So you have a function of 3 variables.

If you hold one variable constant you get a function of 2 variables.

It feels like you are doing that. 

I do not see the point.

H(X,s,y) = f(s,y) + F1(s,y) X + f2(s,y) x^2 + …

H(0,s,y) = f(s,y)

How is that helping ?

regards

tommy1729

OH, tommy!

No problem, I see your confusion.

That's sort of what I am doing, but it's a bit more nuanced.

We have the function:

\[
f(s,x,y) = x [s] y\\
\]

And we want to correct it so that it satisfies goodstein's equation to give us the proper solution:

\[
x \langle s \rangle y\\
\]

I should've been clearer, but without loss of generality, we can drop \(x\) from the discussion. The proof will follow the exact same for all \(x > e\). So if you can do it for \(x=3\) let's say, then the algorithm (should) converge for \(x>e\) just as well.

It's sort of like how \(b \uparrow \uparrow z\) for \(b > \eta\) is constructed using Kneser, but it's the exact same construction as when \(b=e\). So without loss of generality we can ignore the value \(b\) (within the process of construction, so to speak). So when I focus on \(f(s,y)\) rather than \(f(s,x,y)\), I'm mostly just saying we don't really care about \(x\). Set it to any value greater than \(e\) and the process works the same. That's all I meant by that. It's not a salient variable. It kinda just hangs out there.

[Data entries]
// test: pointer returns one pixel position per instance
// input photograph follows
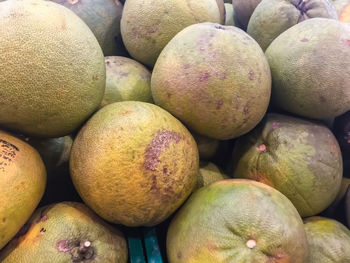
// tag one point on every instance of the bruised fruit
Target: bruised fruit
(126, 79)
(343, 9)
(209, 173)
(243, 9)
(22, 184)
(237, 221)
(148, 25)
(230, 21)
(103, 18)
(298, 157)
(329, 240)
(133, 163)
(310, 67)
(66, 232)
(272, 17)
(222, 101)
(207, 147)
(60, 68)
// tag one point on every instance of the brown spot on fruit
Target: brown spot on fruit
(155, 148)
(205, 76)
(251, 243)
(219, 105)
(261, 148)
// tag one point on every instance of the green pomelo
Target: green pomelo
(272, 17)
(222, 101)
(126, 79)
(230, 21)
(310, 66)
(237, 221)
(209, 173)
(133, 163)
(52, 69)
(147, 26)
(22, 184)
(299, 158)
(103, 18)
(243, 9)
(329, 240)
(66, 232)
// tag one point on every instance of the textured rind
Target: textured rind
(126, 79)
(53, 229)
(22, 184)
(216, 222)
(310, 67)
(300, 158)
(147, 26)
(133, 163)
(103, 18)
(243, 9)
(52, 74)
(329, 240)
(272, 17)
(222, 101)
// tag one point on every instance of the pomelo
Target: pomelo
(133, 163)
(237, 221)
(22, 184)
(52, 69)
(298, 157)
(222, 101)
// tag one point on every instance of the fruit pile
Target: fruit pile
(224, 123)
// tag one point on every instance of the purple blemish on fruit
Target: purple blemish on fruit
(63, 246)
(245, 110)
(220, 102)
(276, 125)
(251, 75)
(155, 148)
(204, 76)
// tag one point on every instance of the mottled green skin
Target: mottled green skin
(301, 159)
(216, 222)
(207, 147)
(272, 17)
(126, 79)
(103, 18)
(310, 67)
(215, 79)
(329, 240)
(243, 10)
(230, 21)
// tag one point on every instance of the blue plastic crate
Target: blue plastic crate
(143, 245)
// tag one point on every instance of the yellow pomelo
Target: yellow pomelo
(52, 69)
(22, 184)
(133, 163)
(148, 25)
(66, 232)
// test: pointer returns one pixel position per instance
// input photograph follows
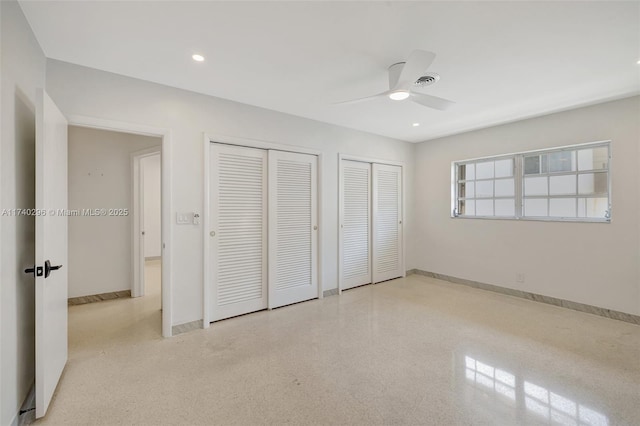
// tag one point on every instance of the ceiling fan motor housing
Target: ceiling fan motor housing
(427, 79)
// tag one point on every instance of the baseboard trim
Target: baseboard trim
(186, 327)
(122, 294)
(27, 413)
(582, 307)
(332, 292)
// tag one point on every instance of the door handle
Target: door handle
(36, 271)
(48, 268)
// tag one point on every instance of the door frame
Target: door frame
(167, 199)
(208, 139)
(137, 216)
(341, 209)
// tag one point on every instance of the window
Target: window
(569, 183)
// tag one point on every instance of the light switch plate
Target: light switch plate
(184, 218)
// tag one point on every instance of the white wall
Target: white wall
(590, 263)
(84, 91)
(152, 205)
(100, 253)
(22, 66)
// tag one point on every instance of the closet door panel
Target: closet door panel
(238, 230)
(293, 233)
(355, 224)
(387, 222)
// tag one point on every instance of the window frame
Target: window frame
(519, 181)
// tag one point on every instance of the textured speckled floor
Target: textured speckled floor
(408, 351)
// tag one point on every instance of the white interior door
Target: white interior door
(238, 230)
(293, 230)
(387, 222)
(355, 224)
(51, 249)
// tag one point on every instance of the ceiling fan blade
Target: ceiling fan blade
(368, 98)
(414, 68)
(431, 101)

**Tasks to carry out:**
a – According to the forum thread, for which values of x should the algorithm converge?
b – Translate this sentence from the forum thread into French: "That's sort of what I am doing, but it's a bit more nuanced."
c – Transcribe the part of the forum thread that starts at "I should've been" and ends at "hangs out there.".

**Solutions in order:**
a – For x greater than e.

b – C'est un peu ce que je fais, mais c'est un peu plus nuancé.

c –
I should've been clearer, but without loss of generality, we can drop \(x\) from the discussion. The proof will follow the exact same for all \(x > e\). So if you can do it for \(x=3\) let's say, then the algorithm (should) converge for \(x>e\) just as well.

It's sort of like how \(b \uparrow \uparrow z\) for \(b > \eta\) is constructed using Kneser, but it's the exact same construction as when \(b=e\). So without loss of generality we can ignore the value \(b\) (within the process of construction, so to speak). So when I focus on \(f(s,y)\) rather than \(f(s,x,y)\), I'm mostly just saying we don't really care about \(x\). Set it to any value greater than \(e\) and the process works the same. That's all I meant by that. It's not a salient variable. It kinda just hangs out there.